> _What is expected_:
Take the material below and write it all out again exactly.

(Collection entries)
======
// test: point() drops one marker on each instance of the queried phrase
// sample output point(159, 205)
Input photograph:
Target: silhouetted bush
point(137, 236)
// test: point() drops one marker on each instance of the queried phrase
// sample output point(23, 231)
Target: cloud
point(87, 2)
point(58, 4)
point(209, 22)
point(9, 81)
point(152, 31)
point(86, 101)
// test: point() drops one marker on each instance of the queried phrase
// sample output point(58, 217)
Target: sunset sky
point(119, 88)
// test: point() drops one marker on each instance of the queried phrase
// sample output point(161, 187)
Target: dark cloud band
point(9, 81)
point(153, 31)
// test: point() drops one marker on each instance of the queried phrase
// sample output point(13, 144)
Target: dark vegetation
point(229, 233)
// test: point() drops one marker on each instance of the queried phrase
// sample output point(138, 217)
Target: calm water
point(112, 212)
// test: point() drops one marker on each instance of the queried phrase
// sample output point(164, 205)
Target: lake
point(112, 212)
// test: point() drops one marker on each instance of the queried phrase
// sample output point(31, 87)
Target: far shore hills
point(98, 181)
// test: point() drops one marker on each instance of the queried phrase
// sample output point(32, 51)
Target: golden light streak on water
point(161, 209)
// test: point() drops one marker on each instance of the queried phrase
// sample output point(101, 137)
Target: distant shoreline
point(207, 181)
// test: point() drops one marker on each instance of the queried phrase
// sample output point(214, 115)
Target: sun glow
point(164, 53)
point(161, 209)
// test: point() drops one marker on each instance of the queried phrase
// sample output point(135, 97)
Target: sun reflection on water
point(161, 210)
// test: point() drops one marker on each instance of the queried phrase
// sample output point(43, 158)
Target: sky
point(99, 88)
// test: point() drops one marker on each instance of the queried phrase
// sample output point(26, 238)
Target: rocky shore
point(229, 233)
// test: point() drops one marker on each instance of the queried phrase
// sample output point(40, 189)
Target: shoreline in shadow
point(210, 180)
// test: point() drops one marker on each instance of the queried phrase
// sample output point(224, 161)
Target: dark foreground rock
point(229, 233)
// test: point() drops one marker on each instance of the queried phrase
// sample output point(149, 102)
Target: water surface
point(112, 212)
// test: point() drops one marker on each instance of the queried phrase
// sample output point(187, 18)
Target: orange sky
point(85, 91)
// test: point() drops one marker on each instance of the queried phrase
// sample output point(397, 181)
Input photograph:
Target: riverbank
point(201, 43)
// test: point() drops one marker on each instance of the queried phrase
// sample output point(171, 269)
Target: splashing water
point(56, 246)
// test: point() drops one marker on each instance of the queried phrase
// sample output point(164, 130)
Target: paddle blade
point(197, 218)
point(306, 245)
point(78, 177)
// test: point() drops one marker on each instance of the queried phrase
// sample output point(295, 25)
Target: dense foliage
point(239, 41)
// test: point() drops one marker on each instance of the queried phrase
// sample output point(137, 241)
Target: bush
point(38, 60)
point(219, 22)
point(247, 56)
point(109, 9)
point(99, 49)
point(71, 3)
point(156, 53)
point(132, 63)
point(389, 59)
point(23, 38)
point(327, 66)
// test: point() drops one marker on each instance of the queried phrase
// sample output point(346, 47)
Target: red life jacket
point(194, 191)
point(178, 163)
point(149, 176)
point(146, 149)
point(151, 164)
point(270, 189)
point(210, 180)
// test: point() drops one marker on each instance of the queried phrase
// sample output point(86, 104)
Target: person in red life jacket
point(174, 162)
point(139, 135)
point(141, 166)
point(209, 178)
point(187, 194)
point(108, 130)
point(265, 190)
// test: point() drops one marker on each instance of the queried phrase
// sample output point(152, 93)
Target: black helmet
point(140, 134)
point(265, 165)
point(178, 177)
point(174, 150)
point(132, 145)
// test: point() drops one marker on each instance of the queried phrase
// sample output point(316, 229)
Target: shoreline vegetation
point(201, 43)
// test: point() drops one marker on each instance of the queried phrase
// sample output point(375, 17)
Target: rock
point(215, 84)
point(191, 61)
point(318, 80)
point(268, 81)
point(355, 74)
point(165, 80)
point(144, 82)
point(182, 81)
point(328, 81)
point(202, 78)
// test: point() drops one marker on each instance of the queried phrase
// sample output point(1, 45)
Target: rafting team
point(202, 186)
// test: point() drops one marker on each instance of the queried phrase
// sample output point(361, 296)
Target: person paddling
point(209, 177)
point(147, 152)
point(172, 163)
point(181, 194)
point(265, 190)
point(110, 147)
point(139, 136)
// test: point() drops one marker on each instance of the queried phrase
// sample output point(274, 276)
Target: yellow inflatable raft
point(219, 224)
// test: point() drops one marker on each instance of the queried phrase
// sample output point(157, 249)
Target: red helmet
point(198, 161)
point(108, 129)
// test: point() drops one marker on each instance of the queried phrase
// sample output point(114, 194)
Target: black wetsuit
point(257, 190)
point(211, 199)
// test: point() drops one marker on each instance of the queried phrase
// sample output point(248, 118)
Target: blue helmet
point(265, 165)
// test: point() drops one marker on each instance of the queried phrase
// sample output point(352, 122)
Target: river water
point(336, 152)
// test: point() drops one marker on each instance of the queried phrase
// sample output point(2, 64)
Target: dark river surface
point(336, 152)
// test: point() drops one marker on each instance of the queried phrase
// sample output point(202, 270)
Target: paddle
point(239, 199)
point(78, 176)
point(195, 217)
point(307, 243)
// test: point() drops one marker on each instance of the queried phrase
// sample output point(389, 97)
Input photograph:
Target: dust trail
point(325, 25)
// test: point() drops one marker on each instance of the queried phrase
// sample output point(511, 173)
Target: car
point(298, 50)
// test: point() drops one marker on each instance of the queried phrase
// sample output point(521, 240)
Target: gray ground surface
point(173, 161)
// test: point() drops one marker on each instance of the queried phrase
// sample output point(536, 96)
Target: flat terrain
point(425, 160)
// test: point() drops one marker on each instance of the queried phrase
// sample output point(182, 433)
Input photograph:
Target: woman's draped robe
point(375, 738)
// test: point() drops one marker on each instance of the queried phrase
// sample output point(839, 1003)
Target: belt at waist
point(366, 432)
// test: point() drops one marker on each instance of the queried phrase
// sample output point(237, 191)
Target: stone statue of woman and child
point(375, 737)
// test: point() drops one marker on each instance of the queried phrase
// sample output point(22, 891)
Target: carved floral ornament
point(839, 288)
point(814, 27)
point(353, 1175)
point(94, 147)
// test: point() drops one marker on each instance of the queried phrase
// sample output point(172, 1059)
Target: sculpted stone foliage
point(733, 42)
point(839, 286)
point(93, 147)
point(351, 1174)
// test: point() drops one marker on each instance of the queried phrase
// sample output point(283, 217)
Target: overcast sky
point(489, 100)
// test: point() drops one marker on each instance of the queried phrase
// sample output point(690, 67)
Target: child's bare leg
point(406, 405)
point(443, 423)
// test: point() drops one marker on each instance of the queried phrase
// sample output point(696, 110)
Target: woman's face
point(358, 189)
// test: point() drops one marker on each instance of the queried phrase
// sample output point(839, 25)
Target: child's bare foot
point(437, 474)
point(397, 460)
======
> _Exercise response_:
// test: point() drops one marker on each instance of the queried phrase
// sample output point(159, 205)
Input photograph:
Target: silhouetted bush
point(137, 236)
// test: point() drops one marker on each instance of the queried phrase
// sample output point(23, 231)
Target: cloud
point(87, 2)
point(58, 4)
point(209, 22)
point(9, 81)
point(152, 31)
point(86, 101)
// test: point() drops one marker on each instance of the queried phrase
// sample output point(58, 217)
Target: sunset sky
point(119, 88)
// test: point() drops one marker on each instance of the queried phrase
// sample output point(161, 187)
Target: dark cloud band
point(9, 81)
point(153, 31)
// test: point() drops one marker on each instance of the queried phrase
// sample output point(13, 144)
Target: dark vegetation
point(229, 233)
// test: point() drops one marker on each instance of the queried phrase
// sample output point(138, 217)
Target: calm water
point(112, 212)
// test: point() drops one marker on each instance of the queried phrase
// sample output point(164, 205)
Target: lake
point(112, 212)
// test: point() drops one marker on each instance of the queried phrase
// sample output point(31, 87)
Target: far shore hills
point(98, 181)
// test: point() drops one marker on each instance of the queried phrase
// sample output point(32, 51)
Target: golden light streak on water
point(161, 209)
// test: point() drops one marker on each instance of the queried phrase
// sample output point(101, 137)
Target: distant shoreline
point(207, 181)
// test: point() drops one marker on each instance of the queried phrase
// sample output point(214, 115)
Target: sun glow
point(164, 53)
point(161, 209)
// test: point() drops one marker on each instance of the queried phrase
// sample output point(135, 97)
Target: sun reflection on water
point(161, 210)
// test: point() drops one marker on each instance of the queried phrase
// sample output point(43, 158)
Target: sky
point(99, 88)
// test: point() drops one marker on each instance of the queried phrase
// sample output point(26, 238)
Target: rocky shore
point(229, 233)
// test: point() drops one marker on each instance of the queried phrase
// sample output point(40, 189)
Target: shoreline in shadow
point(210, 180)
// test: point() drops one marker on each instance of the queried phrase
// sample output point(224, 161)
Target: dark foreground rock
point(229, 233)
// test: point() drops one marker on each instance of the queried phrase
// sample output point(149, 102)
Target: water surface
point(112, 212)
// test: point() drops one marker on each instance of the queried phrase
// sample output point(187, 18)
Target: orange sky
point(85, 91)
// test: point() drops one marker on each instance of the queried phrase
// sample output point(397, 181)
Input photograph:
Target: riverbank
point(201, 43)
// test: point() drops one marker on each instance of the queried phrase
// sample output point(171, 269)
Target: splashing water
point(56, 246)
// test: point() drops one marker on each instance of the queried phrase
// sample output point(164, 130)
Target: paddle blade
point(197, 218)
point(306, 245)
point(78, 177)
// test: point() drops one marker on each instance of the queried phrase
// sample output point(295, 25)
Target: dense foliage
point(239, 41)
// test: point() drops one marker on each instance of the queried phrase
// sample output point(137, 241)
Target: bush
point(38, 60)
point(219, 22)
point(247, 56)
point(109, 9)
point(99, 49)
point(71, 3)
point(156, 53)
point(132, 63)
point(389, 59)
point(23, 38)
point(327, 66)
// test: point() drops one marker on each instance of the queried phrase
// sample output point(346, 47)
Target: red life jacket
point(194, 191)
point(178, 163)
point(149, 176)
point(146, 149)
point(151, 164)
point(270, 189)
point(210, 180)
// test: point() drops one marker on each instance of the queried phrase
// sample output point(86, 104)
Target: person in red life jacket
point(174, 162)
point(139, 135)
point(141, 166)
point(209, 178)
point(187, 194)
point(108, 130)
point(265, 190)
// test: point() drops one marker on each instance of the queried phrase
// sample output point(152, 93)
Target: black helmet
point(140, 134)
point(265, 165)
point(178, 177)
point(174, 150)
point(132, 145)
// test: point() drops one marker on each instance of the queried phrase
// sample output point(316, 229)
Target: shoreline vegetation
point(201, 43)
// test: point() drops one marker on each instance of the queried phrase
// sample output point(375, 17)
Target: rock
point(215, 84)
point(191, 61)
point(318, 80)
point(268, 81)
point(355, 74)
point(165, 80)
point(144, 82)
point(182, 81)
point(328, 81)
point(202, 78)
// test: point() drops one marker on each instance of the queried phrase
// sample output point(1, 45)
Target: rafting team
point(202, 186)
// test: point() drops one marker on each instance of the queried phrase
// sample output point(361, 296)
Target: person paddling
point(209, 177)
point(147, 152)
point(172, 163)
point(181, 194)
point(265, 190)
point(110, 147)
point(139, 136)
// test: point() drops one marker on each instance of the queried phrase
// sample output point(274, 276)
Target: yellow inflatable raft
point(219, 224)
// test: point() drops one marker on each instance of the queried phrase
// sample output point(157, 249)
Target: red helmet
point(198, 161)
point(108, 129)
// test: point() drops one marker on each instance of the queried phrase
// sample output point(114, 194)
Target: black wetsuit
point(257, 190)
point(211, 199)
// test: point() drops one marker on each instance of the queried phrase
// sample output point(248, 118)
Target: blue helmet
point(265, 165)
// test: point() drops one marker on each instance of the queried phrase
// sample output point(352, 122)
Target: river water
point(336, 152)
// test: point() drops one marker on each instance of the queried phrase
// sample output point(2, 64)
Target: dark river surface
point(336, 152)
// test: point() drops one marker on each instance of the queried phrase
// sample output point(202, 270)
Target: paddle
point(239, 199)
point(78, 176)
point(195, 217)
point(307, 243)
// test: point() drops one marker on each instance of the queried phrase
// sample output point(389, 97)
Input photograph:
Target: dust trail
point(325, 25)
// test: point() drops one marker on each instance of the queried phrase
// sample output point(511, 173)
Target: car
point(298, 50)
// test: point() drops one marker on each instance of the queried phrase
// sample output point(521, 240)
Target: gray ground surface
point(173, 161)
// test: point() drops one marker on each instance of the queried phrase
// sample output point(536, 96)
Target: flat terrain
point(425, 160)
// test: point() drops one marker on each instance of the queried phrase
// sample output point(182, 433)
Input photograph:
Target: woman's draped robe
point(375, 738)
// test: point() drops one marker on each instance of the queried phrase
// sample output point(839, 1003)
Target: belt at waist
point(366, 432)
// test: point() drops one marker on each instance of the queried phrase
// sample output point(237, 191)
Target: stone statue of woman and child
point(375, 737)
// test: point() drops one marker on each instance of the queried phrase
// sample output point(22, 891)
Target: carved floral ornament
point(839, 288)
point(814, 27)
point(353, 1175)
point(94, 147)
// test: point() drops one marker on each instance of the queried phrase
// sample output point(172, 1059)
Target: sculpted stone foliage
point(733, 42)
point(839, 286)
point(93, 147)
point(351, 1174)
// test: point() drops one marker on each instance of the queried phrase
// sample output point(283, 217)
Target: overcast sky
point(489, 100)
// test: point() drops one marker on each instance of the queried phrase
// sample output point(690, 67)
Target: child's bare leg
point(406, 405)
point(443, 423)
// test: point() drops one marker on each instance of the queried phrase
// sample output point(696, 110)
Target: woman's face
point(358, 189)
// test: point() drops one marker on each instance of the queried phrase
// sample output point(839, 25)
Target: child's bare foot
point(437, 474)
point(397, 460)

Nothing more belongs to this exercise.